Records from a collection
----------
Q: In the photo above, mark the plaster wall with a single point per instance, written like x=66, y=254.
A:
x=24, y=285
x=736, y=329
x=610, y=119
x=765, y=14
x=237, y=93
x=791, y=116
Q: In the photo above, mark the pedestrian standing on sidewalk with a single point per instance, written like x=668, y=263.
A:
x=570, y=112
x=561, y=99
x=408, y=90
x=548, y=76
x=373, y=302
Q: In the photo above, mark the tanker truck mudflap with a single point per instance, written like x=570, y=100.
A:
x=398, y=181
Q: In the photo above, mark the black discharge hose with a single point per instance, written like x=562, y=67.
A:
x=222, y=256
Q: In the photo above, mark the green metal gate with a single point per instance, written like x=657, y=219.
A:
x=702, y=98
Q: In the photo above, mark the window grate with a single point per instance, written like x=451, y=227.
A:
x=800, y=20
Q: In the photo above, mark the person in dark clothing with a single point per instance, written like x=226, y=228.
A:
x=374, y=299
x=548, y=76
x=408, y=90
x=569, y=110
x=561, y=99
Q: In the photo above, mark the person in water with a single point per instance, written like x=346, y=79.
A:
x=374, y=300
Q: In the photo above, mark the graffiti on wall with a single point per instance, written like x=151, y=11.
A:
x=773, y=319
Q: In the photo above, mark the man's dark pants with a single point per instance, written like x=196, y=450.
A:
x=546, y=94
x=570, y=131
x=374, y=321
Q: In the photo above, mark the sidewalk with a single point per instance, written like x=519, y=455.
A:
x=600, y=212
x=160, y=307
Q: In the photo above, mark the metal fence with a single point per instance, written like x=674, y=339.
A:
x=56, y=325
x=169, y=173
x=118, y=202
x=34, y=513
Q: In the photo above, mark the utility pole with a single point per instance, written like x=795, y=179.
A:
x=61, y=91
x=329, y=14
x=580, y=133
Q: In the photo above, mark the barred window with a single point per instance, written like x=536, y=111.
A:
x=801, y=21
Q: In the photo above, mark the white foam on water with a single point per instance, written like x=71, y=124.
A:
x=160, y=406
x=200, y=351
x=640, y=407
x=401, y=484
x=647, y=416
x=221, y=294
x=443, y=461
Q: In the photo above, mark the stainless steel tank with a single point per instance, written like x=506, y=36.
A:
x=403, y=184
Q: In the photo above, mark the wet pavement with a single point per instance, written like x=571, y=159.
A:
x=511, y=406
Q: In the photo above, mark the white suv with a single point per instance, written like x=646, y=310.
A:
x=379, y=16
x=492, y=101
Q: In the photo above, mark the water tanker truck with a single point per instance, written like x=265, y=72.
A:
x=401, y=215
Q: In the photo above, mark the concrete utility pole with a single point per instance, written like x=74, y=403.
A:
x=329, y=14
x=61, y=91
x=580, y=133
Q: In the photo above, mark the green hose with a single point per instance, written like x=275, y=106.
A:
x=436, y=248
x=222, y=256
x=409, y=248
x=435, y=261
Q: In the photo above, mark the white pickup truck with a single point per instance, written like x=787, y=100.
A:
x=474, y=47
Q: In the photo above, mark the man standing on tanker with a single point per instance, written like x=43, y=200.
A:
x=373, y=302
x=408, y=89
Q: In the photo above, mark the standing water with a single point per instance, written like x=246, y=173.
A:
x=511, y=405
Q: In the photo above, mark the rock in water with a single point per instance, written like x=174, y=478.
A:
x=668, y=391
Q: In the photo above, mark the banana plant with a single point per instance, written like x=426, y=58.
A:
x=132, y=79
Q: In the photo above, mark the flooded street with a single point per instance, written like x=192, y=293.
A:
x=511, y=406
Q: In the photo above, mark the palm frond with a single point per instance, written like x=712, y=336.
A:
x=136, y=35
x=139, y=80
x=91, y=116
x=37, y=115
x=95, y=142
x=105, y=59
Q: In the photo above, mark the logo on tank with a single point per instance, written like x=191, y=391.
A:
----------
- _Short task_:
Return all of the lines above exactly, with no changes.

- _Answer to the exercise_:
Q: In the photo above, mark the plaster wall with a single point per instance, written like x=66, y=254.
A:
x=24, y=285
x=736, y=329
x=610, y=119
x=765, y=14
x=237, y=93
x=791, y=116
Q: In the photo above, mark the pedestrian standing on sidewalk with a single point per instance, written like x=668, y=263.
A:
x=570, y=112
x=561, y=99
x=408, y=90
x=548, y=76
x=373, y=302
Q: In the photo above, mark the tanker truck mudflap with a single point per instance, written like x=570, y=100.
A:
x=398, y=181
Q: In the photo above, mark the black discharge hose with a single point per instance, written like x=562, y=67.
A:
x=222, y=256
Q: In the photo above, mark the green metal gate with a single point per instance, written like x=657, y=219.
A:
x=702, y=98
Q: In the photo above, mark the window grate with a single point per instance, written like x=451, y=227.
A:
x=800, y=20
Q: In the photo above, mark the person in dark clothing with a single point per instance, written like x=226, y=228.
A:
x=374, y=299
x=548, y=76
x=408, y=90
x=569, y=110
x=561, y=99
Q: In the photo above, mark the person in water with a single point per instance, written like x=346, y=79.
A:
x=374, y=300
Q: In the photo above, mark the graffiti on wall with a single point per instance, written like x=151, y=11.
A:
x=773, y=319
Q: In the photo above, mark the man's dark pants with a single point per instance, written like x=196, y=450.
A:
x=546, y=94
x=570, y=131
x=374, y=321
Q: In the photo above, mark the sidewalk with a single point per instance, written like x=519, y=455.
A:
x=600, y=212
x=160, y=307
Q: In the photo above, mark the metal fence with a single point per instance, written like x=674, y=339.
A:
x=56, y=325
x=169, y=173
x=118, y=202
x=34, y=513
Q: In the photo above, mark the utility pole with a single point per instance, written like x=795, y=179.
A:
x=61, y=91
x=329, y=14
x=580, y=133
Q: In the photo above, mark the barred window with a single point per instance, written like x=536, y=111.
A:
x=801, y=21
Q: In the photo above, mark the white foam on water with a single point per instance, written like x=71, y=124.
A:
x=160, y=406
x=200, y=351
x=640, y=407
x=401, y=484
x=647, y=416
x=221, y=294
x=443, y=461
Q: In the photo above, mark the stainless steel tank with a single point per instance, written like x=506, y=36.
A:
x=403, y=184
Q: In the photo above, mark the wet pavement with a single point per instance, written like x=571, y=159.
A:
x=511, y=406
Q: In the photo above, mark the white suv with a single point per instance, written like x=646, y=310.
A:
x=379, y=16
x=492, y=101
Q: In the photo above, mark the water tanker truck with a single point per instance, written like x=265, y=72.
A:
x=401, y=215
Q: In the photo above, mark the concrete utility pole with a single point per instance, written like x=74, y=403.
A:
x=329, y=14
x=61, y=91
x=580, y=133
Q: In the photo above, mark the green hose with a single point per instance, written like x=275, y=106.
A:
x=436, y=248
x=222, y=256
x=409, y=248
x=435, y=261
Q: In the photo above, mark the white pickup truck with a single point per instance, written like x=787, y=100.
A:
x=474, y=47
Q: In the photo above, mark the man standing on tanker with a single point per instance, written like x=43, y=200.
A:
x=373, y=302
x=408, y=89
Q: In the photo above, mark the standing water with a single point per instance, written like x=246, y=173.
A:
x=511, y=405
Q: In the photo above, mark the rock in water with a single point per instance, written like x=174, y=478.
A:
x=668, y=391
Q: In the photo above, mark the banana plant with a single point per instance, written like x=426, y=58.
A:
x=132, y=79
Q: In the photo above, mark the flooded street with a single point per instance, written like x=192, y=293.
A:
x=511, y=406
Q: In the photo above, mark the palm frond with a single point per instance, written like x=712, y=336.
A:
x=136, y=35
x=139, y=80
x=91, y=116
x=37, y=115
x=95, y=142
x=105, y=59
Q: In the photo above, mark the logo on tank with a single point per instance, written like x=191, y=391.
A:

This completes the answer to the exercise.